• [Pointing dataset excerpts]:
=======

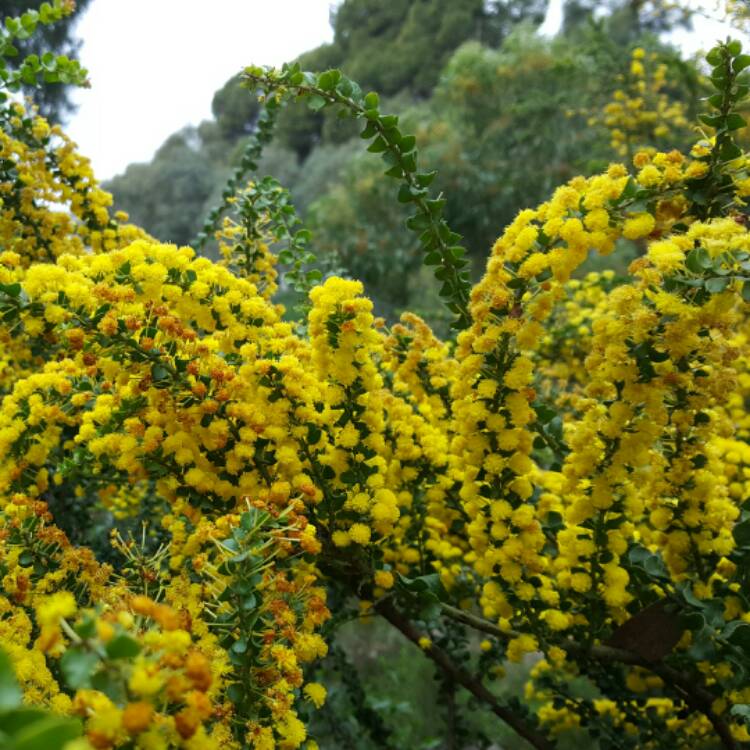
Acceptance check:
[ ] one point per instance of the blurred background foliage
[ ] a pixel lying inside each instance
(506, 115)
(503, 112)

=======

• [What the exercise asks]: Retype the data above word for word, omitting the pictures.

• [The reply]:
Acceptance check:
[ ] one point per instance of the blurred background foliage
[ ] a pixel lying inside each instance
(506, 115)
(503, 112)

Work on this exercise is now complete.